**任务要求:**
请把下方清单中所有含有词语“rear”的行逐一抄出。

**所给数据:**
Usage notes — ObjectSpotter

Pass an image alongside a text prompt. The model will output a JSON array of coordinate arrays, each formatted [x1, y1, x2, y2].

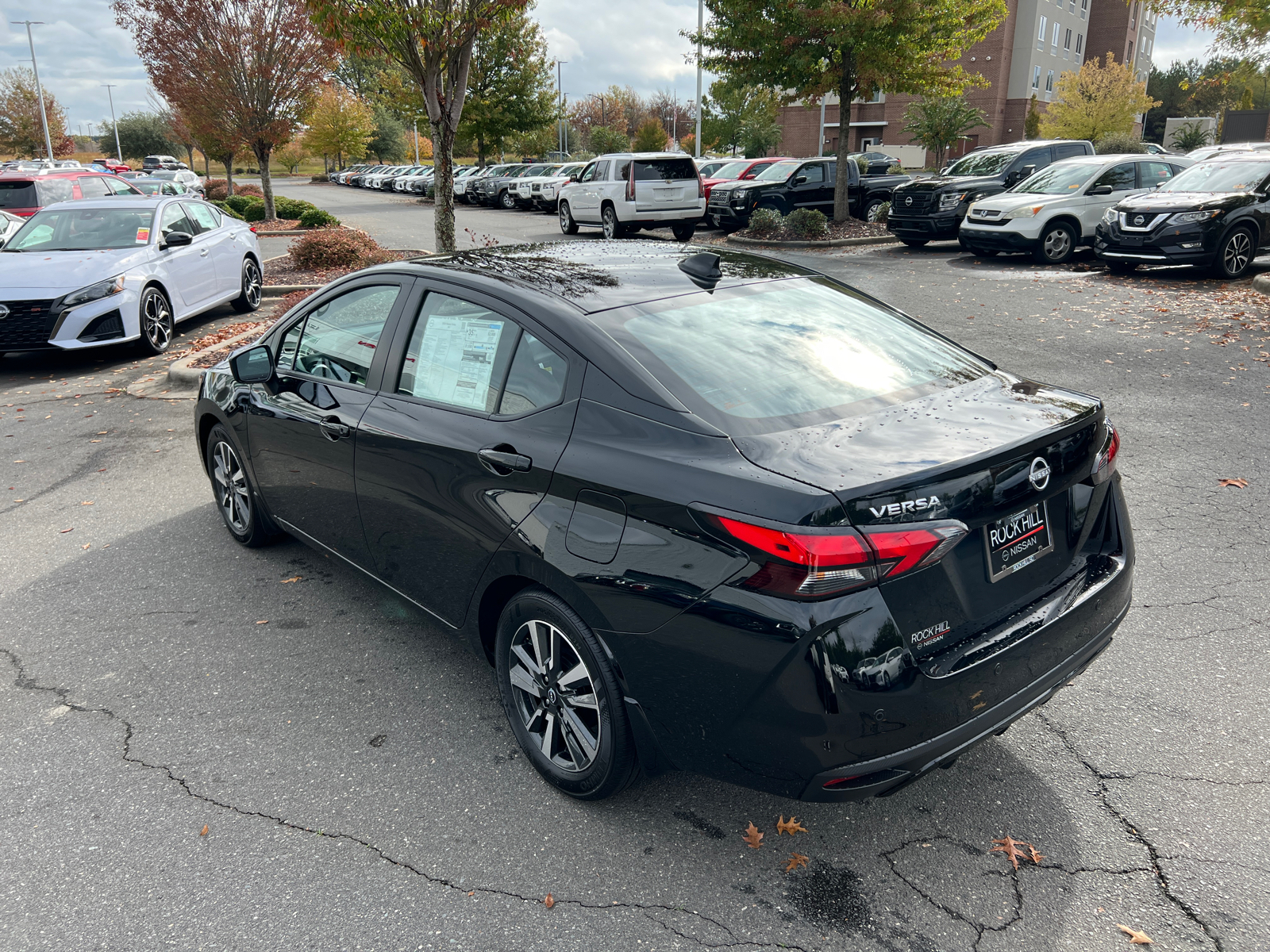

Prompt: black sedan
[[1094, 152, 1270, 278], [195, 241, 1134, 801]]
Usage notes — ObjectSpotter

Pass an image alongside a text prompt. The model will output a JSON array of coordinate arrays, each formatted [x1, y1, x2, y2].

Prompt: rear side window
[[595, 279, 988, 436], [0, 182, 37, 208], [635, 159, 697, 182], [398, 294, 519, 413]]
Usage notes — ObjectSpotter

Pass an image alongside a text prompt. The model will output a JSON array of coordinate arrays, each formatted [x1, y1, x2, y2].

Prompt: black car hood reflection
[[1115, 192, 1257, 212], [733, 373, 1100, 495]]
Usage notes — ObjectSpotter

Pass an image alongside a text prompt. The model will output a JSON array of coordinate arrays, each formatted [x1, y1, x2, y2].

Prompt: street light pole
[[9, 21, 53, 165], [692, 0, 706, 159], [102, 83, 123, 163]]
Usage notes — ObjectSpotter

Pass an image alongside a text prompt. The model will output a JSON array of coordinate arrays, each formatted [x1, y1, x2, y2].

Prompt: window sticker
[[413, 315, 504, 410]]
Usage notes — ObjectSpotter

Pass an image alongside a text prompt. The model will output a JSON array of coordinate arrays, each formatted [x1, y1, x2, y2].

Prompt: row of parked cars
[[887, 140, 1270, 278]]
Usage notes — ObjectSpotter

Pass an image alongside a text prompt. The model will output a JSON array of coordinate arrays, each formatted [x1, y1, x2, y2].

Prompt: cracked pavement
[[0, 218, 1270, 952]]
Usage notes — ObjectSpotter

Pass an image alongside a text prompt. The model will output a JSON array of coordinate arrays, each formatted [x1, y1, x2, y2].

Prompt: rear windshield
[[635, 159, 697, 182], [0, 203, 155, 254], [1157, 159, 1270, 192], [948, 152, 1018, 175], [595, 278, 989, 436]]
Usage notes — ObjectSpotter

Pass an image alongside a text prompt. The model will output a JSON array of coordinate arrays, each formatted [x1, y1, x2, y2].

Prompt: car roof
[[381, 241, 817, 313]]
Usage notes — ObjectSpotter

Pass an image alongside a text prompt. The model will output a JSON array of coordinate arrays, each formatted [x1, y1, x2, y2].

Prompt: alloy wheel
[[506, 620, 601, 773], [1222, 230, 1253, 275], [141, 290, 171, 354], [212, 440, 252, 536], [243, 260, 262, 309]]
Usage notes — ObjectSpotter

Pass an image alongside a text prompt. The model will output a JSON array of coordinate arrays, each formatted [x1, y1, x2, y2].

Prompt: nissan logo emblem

**练习结果:**
Prompt: rear side window
Prompt: rear windshield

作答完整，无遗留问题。